Recast all the rows below as a Markdown table with two columns, Line No. and Text, and leave out any blank lines. Omit the pictures from the table.
===== Records supplied
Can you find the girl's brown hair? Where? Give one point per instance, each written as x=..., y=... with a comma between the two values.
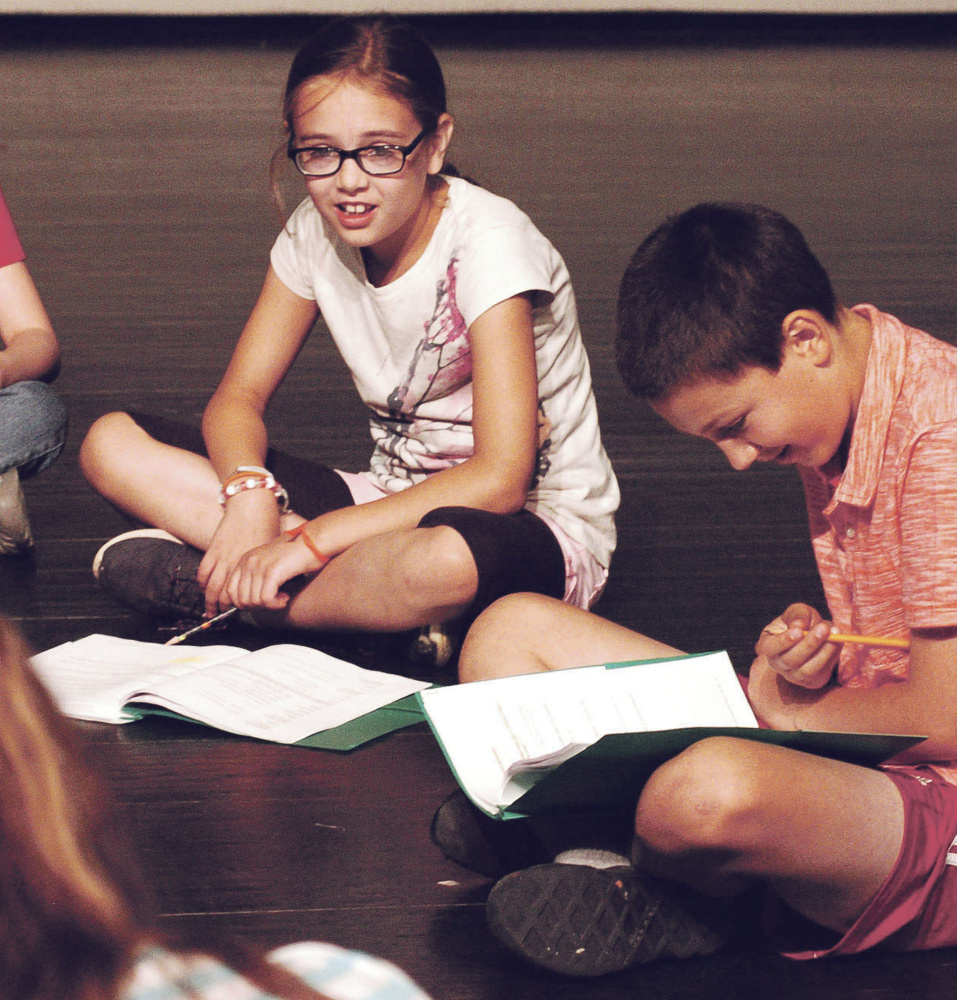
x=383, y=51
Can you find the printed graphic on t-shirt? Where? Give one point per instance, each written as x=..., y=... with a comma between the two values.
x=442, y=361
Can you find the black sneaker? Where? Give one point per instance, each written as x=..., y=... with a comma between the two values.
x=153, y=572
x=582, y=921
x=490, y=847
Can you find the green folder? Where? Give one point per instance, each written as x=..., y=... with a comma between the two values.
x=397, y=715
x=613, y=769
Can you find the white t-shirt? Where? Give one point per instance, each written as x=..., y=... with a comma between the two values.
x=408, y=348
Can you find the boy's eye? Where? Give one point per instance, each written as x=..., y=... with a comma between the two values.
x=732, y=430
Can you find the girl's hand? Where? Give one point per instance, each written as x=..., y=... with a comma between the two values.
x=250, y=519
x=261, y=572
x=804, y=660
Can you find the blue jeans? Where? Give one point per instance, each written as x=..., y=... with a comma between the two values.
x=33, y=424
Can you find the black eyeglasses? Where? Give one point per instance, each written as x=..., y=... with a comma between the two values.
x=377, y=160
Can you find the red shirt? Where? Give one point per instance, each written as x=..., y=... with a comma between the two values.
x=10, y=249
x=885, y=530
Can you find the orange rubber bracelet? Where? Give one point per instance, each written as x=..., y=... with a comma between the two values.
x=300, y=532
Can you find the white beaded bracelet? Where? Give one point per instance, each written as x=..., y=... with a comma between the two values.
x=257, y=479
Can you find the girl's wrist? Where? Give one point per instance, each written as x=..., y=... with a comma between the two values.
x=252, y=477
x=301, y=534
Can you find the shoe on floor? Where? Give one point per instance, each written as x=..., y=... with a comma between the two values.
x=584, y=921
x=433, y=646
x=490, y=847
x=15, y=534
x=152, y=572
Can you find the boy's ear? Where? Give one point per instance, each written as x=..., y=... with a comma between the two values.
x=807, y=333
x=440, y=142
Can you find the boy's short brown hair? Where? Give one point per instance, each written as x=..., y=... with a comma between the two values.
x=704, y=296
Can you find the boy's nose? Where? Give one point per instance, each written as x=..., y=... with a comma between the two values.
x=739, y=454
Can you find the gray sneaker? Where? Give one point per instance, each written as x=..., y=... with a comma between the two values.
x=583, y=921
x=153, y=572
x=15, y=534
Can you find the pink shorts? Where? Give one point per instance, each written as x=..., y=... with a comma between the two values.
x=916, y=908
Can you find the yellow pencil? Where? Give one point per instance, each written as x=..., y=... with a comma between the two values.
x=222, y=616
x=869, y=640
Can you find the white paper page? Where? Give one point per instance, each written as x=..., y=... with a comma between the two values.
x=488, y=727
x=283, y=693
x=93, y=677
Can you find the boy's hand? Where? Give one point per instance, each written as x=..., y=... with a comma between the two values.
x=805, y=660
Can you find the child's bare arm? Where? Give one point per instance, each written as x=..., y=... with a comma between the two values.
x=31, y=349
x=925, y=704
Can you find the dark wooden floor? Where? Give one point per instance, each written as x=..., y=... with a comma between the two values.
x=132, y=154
==========
# Response below
| Line No. | Text |
|---|---|
| 1 | Can you find the girl's brown hair? Where? Give one point per instance, each written as x=..., y=... with a comma between the two values. |
| 2 | x=383, y=51 |
| 3 | Can you find the printed graphic on t-shirt? Where? Give one point per instance, each written as x=..., y=... with a comma between the two values. |
| 4 | x=442, y=361 |
| 5 | Can you find the black sneaker? Where? Give one point per instance, each written as x=..., y=... with a comma between the two values. |
| 6 | x=153, y=572 |
| 7 | x=582, y=921 |
| 8 | x=490, y=847 |
| 9 | Can you find the green folder? Where? Give one point per instance, each written as x=..., y=... with a comma between the two values. |
| 10 | x=397, y=715 |
| 11 | x=613, y=769 |
| 12 | Can you find the white t-shirt? Where? Give one point per instance, each written as x=..., y=... with a comma between the two values. |
| 13 | x=408, y=348 |
| 14 | Can you find the boy's eye? Where? Give one point per instance, each written as x=..., y=... with a comma between the two values. |
| 15 | x=732, y=430 |
| 16 | Can you find the girl's hand? Where? Give one point per instance, each written as x=..., y=... with a comma between the two values. |
| 17 | x=250, y=519 |
| 18 | x=261, y=572 |
| 19 | x=804, y=660 |
| 20 | Can you find the blue jeans? Where? Give one point per instance, each written as x=..., y=... with a comma between the two values. |
| 21 | x=33, y=424 |
| 22 | Can you find the black eyeglasses? Where? Give one point per instance, each written as x=..., y=... with a comma between the two values. |
| 23 | x=377, y=160 |
| 24 | Can you find the red shirt? Where? Give one point per instance, each written as x=..., y=... with a comma between the two values. |
| 25 | x=10, y=249 |
| 26 | x=885, y=530 |
| 27 | Can you find the orange rubber bracelet? Where? Give one point per instance, each written as x=..., y=... with a comma between the two values. |
| 28 | x=300, y=532 |
| 29 | Can you find the white beaded bracelet? Where? Give one point per instance, each written as x=..., y=... with a comma between the two values. |
| 30 | x=257, y=479 |
| 31 | Can you find the girl's wrist? Where? Give one point per instance, each written as x=..., y=... with a comma between the two values. |
| 32 | x=252, y=477 |
| 33 | x=301, y=534 |
| 34 | Can you find the shoe on floor? Where? Give one point per instance, each written as x=..., y=... with a comma between the two values. |
| 35 | x=584, y=921 |
| 36 | x=433, y=646 |
| 37 | x=490, y=847 |
| 38 | x=15, y=534 |
| 39 | x=152, y=572 |
| 40 | Can you find the boy's ear? Where? Give one point per instance, each written as x=..., y=... with a comma between the two values. |
| 41 | x=807, y=333 |
| 42 | x=440, y=142 |
| 43 | Can you find the boy's short brown hair? Where? Give one point per instance, each written as x=..., y=... with a comma between the two values. |
| 44 | x=704, y=296 |
| 45 | Can you find the boy's nose? Where? Give one point per instance, each written as x=..., y=... with a comma between the two values. |
| 46 | x=739, y=454 |
| 47 | Can you find the gray sneaker? Where? Give one point per instance, each written as x=..., y=... with a comma between the two values. |
| 48 | x=583, y=921 |
| 49 | x=153, y=572 |
| 50 | x=15, y=534 |
| 51 | Can you find the pink shorts? Where? Give one point per instance, each written as x=..., y=... with a comma between the two values. |
| 52 | x=916, y=908 |
| 53 | Can you find the yellow pencil? Where? Give one point per instance, each written as x=..., y=... with a comma between the two values. |
| 54 | x=222, y=616 |
| 55 | x=869, y=640 |
| 56 | Can you find the white paper page? Where? Give one point per instance, each written as x=..., y=... with a comma between the two values. |
| 57 | x=488, y=727 |
| 58 | x=283, y=693 |
| 59 | x=93, y=677 |
| 60 | Can you find the boy's hand? Where? Give one point per instance, each written as x=..., y=... with a comma between the two values. |
| 61 | x=805, y=660 |
| 62 | Can you find the child's bare arm? Where? Give one point per instance, each written as x=..., y=... with a comma between the two values. |
| 63 | x=31, y=349 |
| 64 | x=925, y=704 |
| 65 | Can you find the dark wooden floor? Where? Give one point per instance, each written as x=..., y=... with a comma between the two values. |
| 66 | x=132, y=154 |